▶ **SUPPLIED TEXT**:
= Beginning of Section =
SAFCs have a high tolerance to catalyst poisoning due to the stability of CsH_{2}PO_{4} at operating temperatures. However, one recent study has proposed local hotspots around the current collector fibers can cause catalyst poisoning. According to Wagner et al. 2021, local hotspots can form a liquid phase of CsH_{2}PO_{4} that introduces phosphate groups to the platinum catalyst, degrading fuel cell operation. The introduction of a microporous current collector was found to improve the morphological stability of CsH_{2}PO_{4} and, consequently, mitigate catalyst poisoning.

== Mechanical stability ==
Compared to their high operating temperature counterparts such as high temperature protonic ceramic fuel cells or solid oxide fuel cells, solid acid fuel cells benefit from operating at low temperatures where plastic deformation and creep mechanisms are less likely to cause permanent damage to the cell materials. Permanent deformation occurs more readily at elevated temperatures because defects present within the material have sufficient energy to move and disrupt the original structure. Lower temperature operation also allows for the use of non-refractory materials which tends to decrease the cost of the SAFC.

However, solid acid fuel cell electrolyte materials are still susceptible to mechanical degradation under normal operating conditions above their superprotonic phase transition temperatures due to the superplasticity enabled by this transition. For instance in the case of CsHSO_{4}, a study has shown that the material can undergo strain rates as high as 10^{−2} s^{−1} for an applied compressive stress in the range of several MPa. Since fuel cells often require pressures in this range to properly seal the device and prevent leaks, creep is likely to degrade the cells by creating a short circuiting path. The same study showed that the strain rate, as modeled using the standard steady-state creep equation
$\dot{\epsilon} = A \sigma^n e^{\frac{-Q}{kT}},$
has a stress exponent of n = 3.6 typically associated with a dislocation glide mechanism, and an activation energy of 1.02 eV. n is the stress exponent, Q is the creep activation energy, and A is a constant that depends on the creep mechanism. Another study focused on thin CsH_{2}PO_{4} membranes emphasized that while thinner membranes are preferred for promoting conductivity, they can be more susceptible to mechanical degradation and physical leaks, leading to a loss of cell stability.
= End of Section =
▶ **RECORDED DATA**:
= Beginning of Section =
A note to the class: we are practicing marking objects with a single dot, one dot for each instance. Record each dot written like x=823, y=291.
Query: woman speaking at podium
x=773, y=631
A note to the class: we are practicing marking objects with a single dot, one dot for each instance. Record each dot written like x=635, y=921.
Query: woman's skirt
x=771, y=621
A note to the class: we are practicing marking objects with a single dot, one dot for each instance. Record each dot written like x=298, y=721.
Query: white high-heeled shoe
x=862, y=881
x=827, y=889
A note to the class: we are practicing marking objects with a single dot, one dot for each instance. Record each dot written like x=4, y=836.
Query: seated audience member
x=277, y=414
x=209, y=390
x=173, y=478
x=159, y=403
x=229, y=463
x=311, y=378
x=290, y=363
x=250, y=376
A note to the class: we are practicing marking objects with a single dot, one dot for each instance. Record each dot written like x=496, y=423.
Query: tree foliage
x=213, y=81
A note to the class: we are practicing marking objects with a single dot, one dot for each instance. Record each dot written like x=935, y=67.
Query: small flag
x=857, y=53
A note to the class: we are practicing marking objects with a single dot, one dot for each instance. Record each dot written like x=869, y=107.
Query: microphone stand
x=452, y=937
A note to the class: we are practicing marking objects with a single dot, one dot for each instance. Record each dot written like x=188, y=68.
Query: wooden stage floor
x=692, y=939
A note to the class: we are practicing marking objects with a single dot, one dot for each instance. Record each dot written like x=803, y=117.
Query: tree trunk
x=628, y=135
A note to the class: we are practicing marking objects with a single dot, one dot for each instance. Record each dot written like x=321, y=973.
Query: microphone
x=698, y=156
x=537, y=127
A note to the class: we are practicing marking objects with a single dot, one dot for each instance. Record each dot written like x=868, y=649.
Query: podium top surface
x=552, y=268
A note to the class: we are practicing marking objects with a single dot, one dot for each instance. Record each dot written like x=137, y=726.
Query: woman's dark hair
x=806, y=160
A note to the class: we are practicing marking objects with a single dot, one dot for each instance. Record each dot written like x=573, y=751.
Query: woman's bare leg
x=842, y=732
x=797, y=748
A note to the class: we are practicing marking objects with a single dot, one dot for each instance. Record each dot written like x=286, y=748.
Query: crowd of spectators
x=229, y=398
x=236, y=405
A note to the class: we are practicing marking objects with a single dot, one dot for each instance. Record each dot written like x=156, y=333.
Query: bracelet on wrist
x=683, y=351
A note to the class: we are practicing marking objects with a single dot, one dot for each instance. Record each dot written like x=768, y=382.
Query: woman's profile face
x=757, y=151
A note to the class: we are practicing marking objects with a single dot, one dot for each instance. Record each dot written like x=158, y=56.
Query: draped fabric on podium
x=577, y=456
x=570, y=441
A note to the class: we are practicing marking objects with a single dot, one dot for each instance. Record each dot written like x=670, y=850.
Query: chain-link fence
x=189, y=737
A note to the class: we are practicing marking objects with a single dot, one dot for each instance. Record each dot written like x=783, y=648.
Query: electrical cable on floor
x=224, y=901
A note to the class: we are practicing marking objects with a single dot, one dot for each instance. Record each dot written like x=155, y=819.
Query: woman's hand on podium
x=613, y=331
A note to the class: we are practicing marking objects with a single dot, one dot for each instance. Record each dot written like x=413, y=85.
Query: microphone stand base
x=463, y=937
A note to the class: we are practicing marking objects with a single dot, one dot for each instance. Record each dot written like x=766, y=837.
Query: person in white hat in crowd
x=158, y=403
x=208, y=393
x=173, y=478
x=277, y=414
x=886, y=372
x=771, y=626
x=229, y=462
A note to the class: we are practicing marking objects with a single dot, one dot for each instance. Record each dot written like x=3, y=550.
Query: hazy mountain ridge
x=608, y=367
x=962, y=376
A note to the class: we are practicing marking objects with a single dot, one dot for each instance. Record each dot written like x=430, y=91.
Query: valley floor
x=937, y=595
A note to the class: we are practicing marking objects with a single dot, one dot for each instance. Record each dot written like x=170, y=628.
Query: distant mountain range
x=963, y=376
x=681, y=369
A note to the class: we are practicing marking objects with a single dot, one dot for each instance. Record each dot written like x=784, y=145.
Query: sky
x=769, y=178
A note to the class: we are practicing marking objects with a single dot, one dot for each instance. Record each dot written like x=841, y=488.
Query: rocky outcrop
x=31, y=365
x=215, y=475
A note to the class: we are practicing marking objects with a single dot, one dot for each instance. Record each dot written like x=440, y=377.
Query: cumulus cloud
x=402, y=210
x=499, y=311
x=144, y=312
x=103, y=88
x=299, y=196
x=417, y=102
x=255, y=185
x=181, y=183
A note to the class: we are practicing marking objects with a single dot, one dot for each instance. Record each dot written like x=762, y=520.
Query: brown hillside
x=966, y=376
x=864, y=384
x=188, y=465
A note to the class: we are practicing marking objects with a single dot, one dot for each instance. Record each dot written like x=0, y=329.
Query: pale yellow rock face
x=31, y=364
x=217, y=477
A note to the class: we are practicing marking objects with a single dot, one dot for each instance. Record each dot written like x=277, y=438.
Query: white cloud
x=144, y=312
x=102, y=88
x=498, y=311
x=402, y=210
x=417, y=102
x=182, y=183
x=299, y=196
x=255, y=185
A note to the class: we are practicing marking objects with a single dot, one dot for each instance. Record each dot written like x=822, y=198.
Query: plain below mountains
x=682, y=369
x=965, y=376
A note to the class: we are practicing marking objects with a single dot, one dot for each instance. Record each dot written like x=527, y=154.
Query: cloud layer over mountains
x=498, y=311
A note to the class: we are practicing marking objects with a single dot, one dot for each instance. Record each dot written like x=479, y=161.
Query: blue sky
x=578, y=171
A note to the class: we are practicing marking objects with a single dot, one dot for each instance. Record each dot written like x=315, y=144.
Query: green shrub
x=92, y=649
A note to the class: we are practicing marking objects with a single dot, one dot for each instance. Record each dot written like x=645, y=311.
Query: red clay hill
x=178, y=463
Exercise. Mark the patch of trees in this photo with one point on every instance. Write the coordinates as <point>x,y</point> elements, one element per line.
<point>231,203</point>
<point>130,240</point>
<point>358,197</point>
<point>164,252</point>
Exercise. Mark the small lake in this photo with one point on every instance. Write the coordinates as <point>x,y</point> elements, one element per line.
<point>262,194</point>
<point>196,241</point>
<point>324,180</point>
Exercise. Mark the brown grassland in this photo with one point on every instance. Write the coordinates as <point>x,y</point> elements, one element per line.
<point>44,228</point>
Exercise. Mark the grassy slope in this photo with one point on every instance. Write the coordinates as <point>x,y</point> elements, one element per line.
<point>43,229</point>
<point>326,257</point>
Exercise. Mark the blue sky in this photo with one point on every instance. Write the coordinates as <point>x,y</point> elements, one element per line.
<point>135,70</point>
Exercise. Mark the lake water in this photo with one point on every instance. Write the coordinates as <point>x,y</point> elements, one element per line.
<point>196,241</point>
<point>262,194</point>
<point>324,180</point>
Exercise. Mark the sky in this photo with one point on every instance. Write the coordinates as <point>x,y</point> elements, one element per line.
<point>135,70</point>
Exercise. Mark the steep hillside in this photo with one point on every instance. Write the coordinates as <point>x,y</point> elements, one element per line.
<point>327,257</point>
= End of Section =
▶ **TASK BRIEF**: Continue the passage on the stability of solid acid fuel cells, starting after its last sentence. The records above come from a separate source and have no connection to the text.

▶ **REPLY TO THE TASK**:
Creep resistance can be obtained by precipitate strengthening using a composite electrolyte whereby ceramic particles are introduced to prevent dislocation motion. For example, the strain rate of CsH_{2}PO_{4} was reduced by a factor of 5 by mixing in SiO_{2} particles with a size of 2 μm, however resulting in a 20% decrease in protonic conductivity.

Other studies have looked at CsH_{2}PO_{4}/epoxy resin composites where micron size particles of CsH_{2}PO_{4} are embedded in a cross-linked polymer matrix. A comparison between the flexural strength of an SiO_{2} composite versus an epoxy composite demonstrated that while the strengths themselves are similar, the flexibility of the epoxy composite is superior, a property which is essential in preventing electrolyte fracture during operation. The epoxy composite also shows comparable but slightly lower conductivities than the SiO_{2} composite when operating at temperatures below 200 °C.

== Applications ==
Because of their moderate temperature requirements and compatibility with several types of fuel, SAFCs can be utilized in remote locations where other types of fuel cells would be impractical. In particular, SAFC systems for remote oil and gas applications have been deployed to electrify wellheads and eliminate the use of pneumatic components, which vent methane and other potent greenhouse gases straight into the atmosphere. A smaller, portable SAFC system is in development for military applications that will run on standard logistic fuels, like marine diesel and JP8.

In 2014, a toilet that chemically transforms waste into water and fertilizer was developed using a combination of solar power and SAFCs.